WHAT TO WORK ON: Return the part of the post about the cat on the mat that starts with "## jambo (Apr" and goes on through "in the Bible?", word for word.

# The cat on the mat



## jambo (Apr 3, 2008)

This was a mail I received

The Doctrine of Feline Sedentation

How should Christians deal with 'The cat sat on the mat' if it appeared in the Bible?


The LIBERAL THEOLOGIANS would point out that such a passage did not of course mean that the cat sat literally on the mat. Also 'cat' and 'mat' had different meanings in those days from today, and anyway, the text should be interpreted according to the customs and practices of the period.


This would lead to an immediate backlash from the EVANGELICALS. They would make it an essential condition of faith that a real, living cat, being a domestic pet of the Felix Domesticus species, and having a whiskered head and furry body, four legs and a tail, did physically place its whole body on a floor covering, designed for that purpose, and which is on the floor, but not of the floor. The expression 'on the floor', but 'not of the floor' would be explained in a leaflet.

DATASET CONTENT:
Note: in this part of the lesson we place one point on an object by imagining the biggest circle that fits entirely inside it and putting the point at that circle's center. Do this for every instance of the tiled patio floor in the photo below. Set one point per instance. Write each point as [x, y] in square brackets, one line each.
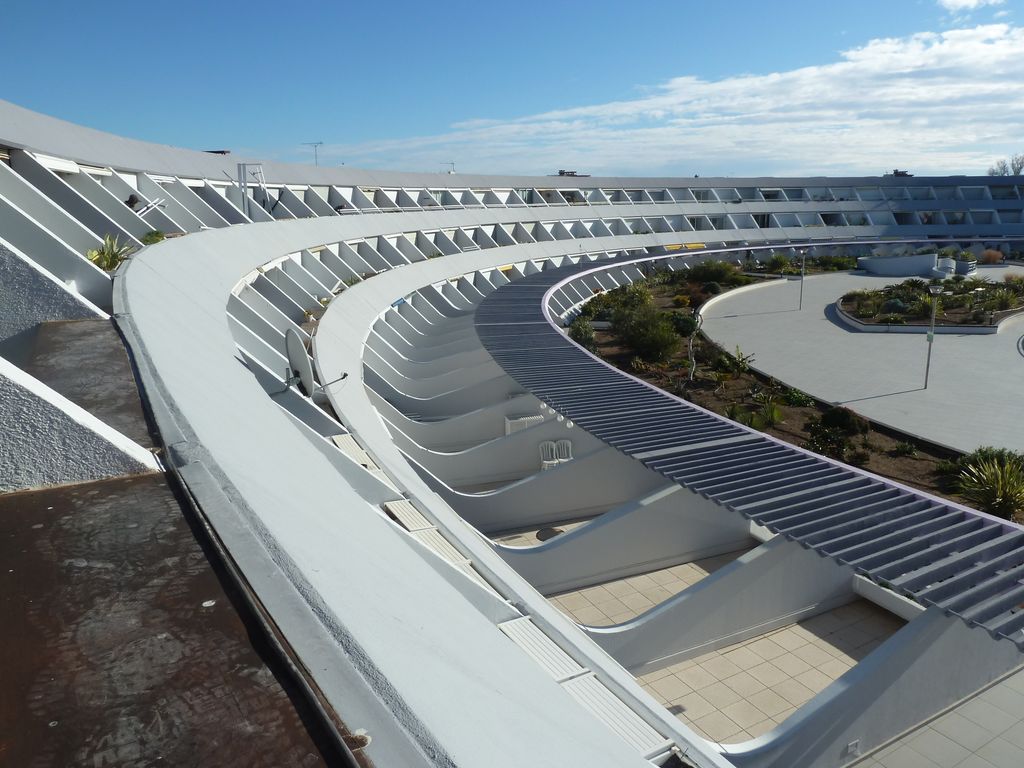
[621, 600]
[743, 690]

ANSWER TO THE TASK:
## jambo (Apr 3, 2008)

This was a mail I received

The Doctrine of Feline Sedentation

How should Christians deal with 'The cat sat on the mat' if it appeared in the Bible?